=== Stated exercise A ===
In the photography interview, condense the paragraph beginning "That was the only real reason behind it" into a short list of its main points.
=== Stated exercise B ===
According to the photography interview, why can Lissa Chandler photograph many kinds of subjects and still keep the work cohesive? Answer in one to three sentences.
=== Stated exercise C ===
Continue the photography interview from the point where it stops.

=== Supplied passage ===
::::
No, I literally just could not picture myself shooting the same thing over and over.

Raymond Hatfield:

Yeah.

Lissa Chandler:

That was the only real reason behind it. Like, and then, the more I progressed, the more I, everything, the more I really was like, you know what, like, I know how I want my photographs to feel and I know how I want them to make people feel. So that is what I realized as everyone around me was talking about niching down. And like, really focusing on just one or two things. It just, it never felt right to me. And I think that there are a lot of photographers out there that feel that way, but they have been told that they need to just niche down on, photographing, high school seniors in a studio and they shoot that. And that is all they shoot. And so when you put yourself in that box, it's so hard to even take that high school senior and put them in a field because you're like, no, I shoot studio. I do this. But when you open yourself up to being able to create different kind of work, I think that it is very trying to find the right words. I think that it's very creatively freeing to be able to open that door and be able to be like, no, I photograph all of these things because I know how I want my photographs to feel at the end of the day. And when you're trying to create that cohesive feeling, it's going to come out in your work. And especially if you really focus on like what you want to create and not what you think the industry wants you to create, it's going to come out and come through. And then I think people will be much more creatively fulfilled and are able to have longer careers and pivot over those careers.

Raymond Hatfield:

So today, or I guess now that you're transitioning out of weddings, say last year, or maybe not last year, because I guess last year would be a bad example. At your height, how many shoots would you say that you're doing, in a year?

Lissa Chandler:

On average, I would shoot about 25 weddings and 100 portrait sessions.
::::
(Dataset entries)
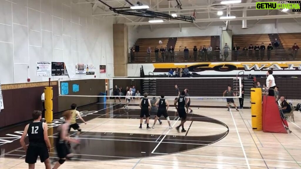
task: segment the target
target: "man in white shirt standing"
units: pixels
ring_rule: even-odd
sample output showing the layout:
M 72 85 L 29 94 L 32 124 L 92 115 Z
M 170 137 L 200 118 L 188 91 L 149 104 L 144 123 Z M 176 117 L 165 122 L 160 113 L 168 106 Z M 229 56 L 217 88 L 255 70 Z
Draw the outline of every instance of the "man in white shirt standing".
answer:
M 268 89 L 268 95 L 274 96 L 274 89 L 276 84 L 275 83 L 275 79 L 273 76 L 273 70 L 269 70 L 266 73 L 266 75 L 268 75 L 266 78 L 266 88 Z
M 44 92 L 41 96 L 41 100 L 42 101 L 42 105 L 43 106 L 43 111 L 42 111 L 42 121 L 45 122 L 45 93 Z
M 128 106 L 129 105 L 129 103 L 130 103 L 130 101 L 131 101 L 131 98 L 132 98 L 133 101 L 134 101 L 134 98 L 132 97 L 131 97 L 132 96 L 133 92 L 132 91 L 132 88 L 130 88 L 129 91 L 126 92 L 126 105 L 123 106 L 123 107 L 126 110 L 129 109 Z

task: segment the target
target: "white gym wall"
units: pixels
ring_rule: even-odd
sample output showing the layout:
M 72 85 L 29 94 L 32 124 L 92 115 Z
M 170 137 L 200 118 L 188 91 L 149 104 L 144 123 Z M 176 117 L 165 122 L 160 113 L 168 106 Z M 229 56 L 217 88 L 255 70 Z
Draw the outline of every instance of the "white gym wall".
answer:
M 41 61 L 64 62 L 70 74 L 76 63 L 93 64 L 97 77 L 106 77 L 99 65 L 113 63 L 113 19 L 93 17 L 92 8 L 71 0 L 0 0 L 1 82 L 26 81 L 28 66 L 31 81 L 60 77 L 36 77 Z

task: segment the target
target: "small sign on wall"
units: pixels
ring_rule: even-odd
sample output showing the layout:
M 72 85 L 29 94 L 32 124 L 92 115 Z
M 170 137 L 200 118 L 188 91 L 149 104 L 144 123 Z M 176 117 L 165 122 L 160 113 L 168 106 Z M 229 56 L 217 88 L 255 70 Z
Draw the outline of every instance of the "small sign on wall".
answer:
M 61 84 L 61 94 L 66 95 L 69 94 L 68 83 L 67 82 L 62 82 Z
M 72 85 L 72 91 L 74 92 L 78 92 L 79 91 L 79 85 L 77 84 L 73 84 Z
M 105 73 L 107 72 L 106 65 L 99 65 L 99 73 Z

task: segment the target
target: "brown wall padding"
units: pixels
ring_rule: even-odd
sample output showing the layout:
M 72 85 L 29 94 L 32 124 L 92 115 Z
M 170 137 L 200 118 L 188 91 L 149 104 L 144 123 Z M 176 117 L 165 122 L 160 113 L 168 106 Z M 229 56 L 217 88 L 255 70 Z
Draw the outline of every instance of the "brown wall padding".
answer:
M 122 89 L 124 91 L 126 90 L 127 86 L 129 88 L 132 87 L 133 86 L 135 86 L 136 88 L 136 91 L 139 91 L 139 92 L 141 93 L 141 86 L 140 84 L 140 80 L 134 79 L 133 81 L 131 81 L 130 79 L 113 79 L 113 88 L 114 88 L 115 85 L 117 85 L 118 88 L 120 88 L 120 86 L 122 87 Z
M 266 78 L 257 78 L 256 80 L 262 85 L 265 84 Z M 279 97 L 284 96 L 287 99 L 301 99 L 301 78 L 275 78 L 275 83 L 279 88 Z
M 233 79 L 158 79 L 157 81 L 157 95 L 163 94 L 166 96 L 175 96 L 176 84 L 178 84 L 180 92 L 188 88 L 191 96 L 222 97 L 223 92 L 227 89 L 228 85 L 233 85 Z
M 88 79 L 67 81 L 68 84 L 69 95 L 95 95 L 100 93 L 105 93 L 105 82 L 104 79 Z M 79 85 L 78 92 L 72 91 L 72 85 Z M 78 107 L 96 103 L 98 97 L 70 97 L 60 96 L 58 98 L 58 111 L 61 112 L 69 109 L 70 106 L 76 103 Z
M 53 112 L 58 111 L 58 87 L 53 88 Z M 35 110 L 42 111 L 41 95 L 44 87 L 3 90 L 2 91 L 5 109 L 0 112 L 0 127 L 32 118 Z

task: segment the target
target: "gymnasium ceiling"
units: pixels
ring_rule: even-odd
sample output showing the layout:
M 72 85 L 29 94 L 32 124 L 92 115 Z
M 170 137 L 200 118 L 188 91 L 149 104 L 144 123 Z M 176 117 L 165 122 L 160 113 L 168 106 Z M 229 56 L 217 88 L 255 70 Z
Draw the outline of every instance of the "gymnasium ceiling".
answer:
M 108 5 L 113 7 L 130 6 L 125 0 L 103 0 Z M 147 18 L 134 16 L 123 15 L 114 13 L 108 7 L 99 2 L 98 0 L 74 0 L 74 4 L 91 4 L 93 5 L 93 16 L 99 18 L 113 18 L 116 23 L 124 23 L 128 26 L 142 27 L 150 28 L 150 25 L 157 25 L 154 26 L 165 27 L 197 27 L 203 29 L 209 26 L 225 26 L 226 20 L 219 18 L 221 16 L 217 15 L 219 11 L 222 11 L 225 16 L 228 10 L 231 16 L 236 17 L 231 20 L 230 25 L 241 25 L 243 20 L 247 21 L 247 26 L 251 27 L 261 23 L 294 23 L 301 26 L 301 12 L 293 12 L 291 10 L 287 12 L 283 12 L 281 10 L 258 10 L 256 9 L 256 2 L 278 2 L 273 0 L 242 0 L 240 3 L 232 4 L 223 9 L 215 9 L 214 4 L 219 4 L 222 0 L 180 0 L 182 4 L 182 9 L 178 9 L 175 7 L 177 3 L 175 0 L 129 0 L 133 4 L 136 4 L 137 1 L 143 5 L 148 5 L 149 10 L 170 14 L 177 13 L 192 16 L 196 10 L 196 20 L 194 23 L 190 23 L 177 20 L 164 20 L 164 22 L 158 23 L 150 23 Z M 245 11 L 246 16 L 243 17 Z

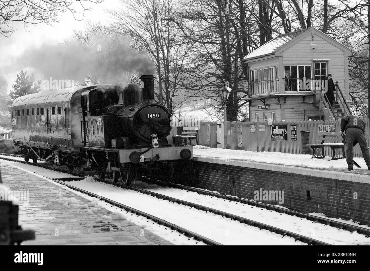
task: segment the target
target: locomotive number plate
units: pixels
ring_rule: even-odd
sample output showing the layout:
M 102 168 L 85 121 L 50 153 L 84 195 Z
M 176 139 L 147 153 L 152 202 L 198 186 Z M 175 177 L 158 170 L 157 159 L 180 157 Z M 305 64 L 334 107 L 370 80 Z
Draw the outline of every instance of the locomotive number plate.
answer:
::::
=== Written answer A ===
- The only real reason was not being able to picture shooting the same thing over and over.
- With more experience came a clear sense of how the photographs should feel and how they should make people feel.
- Advice to niche down to one or two things never felt right, and many photographers likely feel the same but have been told to specialize, such as shooting only high school seniors in a studio.
- Staying in that box makes it hard even to take a senior out to a field.
- Being open to different kinds of work is creatively freeing.
- Aiming for a cohesive feeling, rather than what the industry seems to want, comes through in the work.
- This can lead to more creative fulfillment, longer careers, and the ability to pivot.

=== Written answer B ===
Lissa Chandler knows how the photographs should feel at the end of the day and how they should make people feel. When you work toward that cohesive feeling and focus on what you want to create, it comes through in the work.

=== Written answer C ===
Raymond Hatfield:

100 between seniors and families. Okay. So that is, that's quite a bit. And that obviously leads me into my next question here, which is you have now come out with a book all about photo shoot checklists, right? And I was going to ask, where did this idea come from? But obviously it came out of necessity for your sanity because otherwise that was a lot of shoots to, to keep track of. Can you tell me more about the book and I guess how it came together?

Lissa Chandler:

Really it came together in about three hours before, besides, besides the formatting. But from the idea to being like, Oh, I can do this, was really fast because I am always just like making checklists. And I was like, Oh my gosh, like I honestly, I saw a tick tock where someone was talking about publishing on Amazon. And I was like, that's interesting. And I looked at it and then I was like, Oh my gosh, what if I could just like write my checklist in a book instead of constantly writing them down by hand. And like, I'm like, I keep track of them on my computer. I know that a lot of, softwares will help like HoneyBook and things like that. But, I don't like pushing the button. I like doing the, like crossing it off with my hand. And so literally just took the idea and like, I had a proof in my hand a week later after having the idea. So

Raymond Hatfield:

no way that is so cool. So just to clarify, these checklists are not like, or are they like things that you should do to prepare for a session? Like what to bring on the way to the session? Or is this more of on the business side?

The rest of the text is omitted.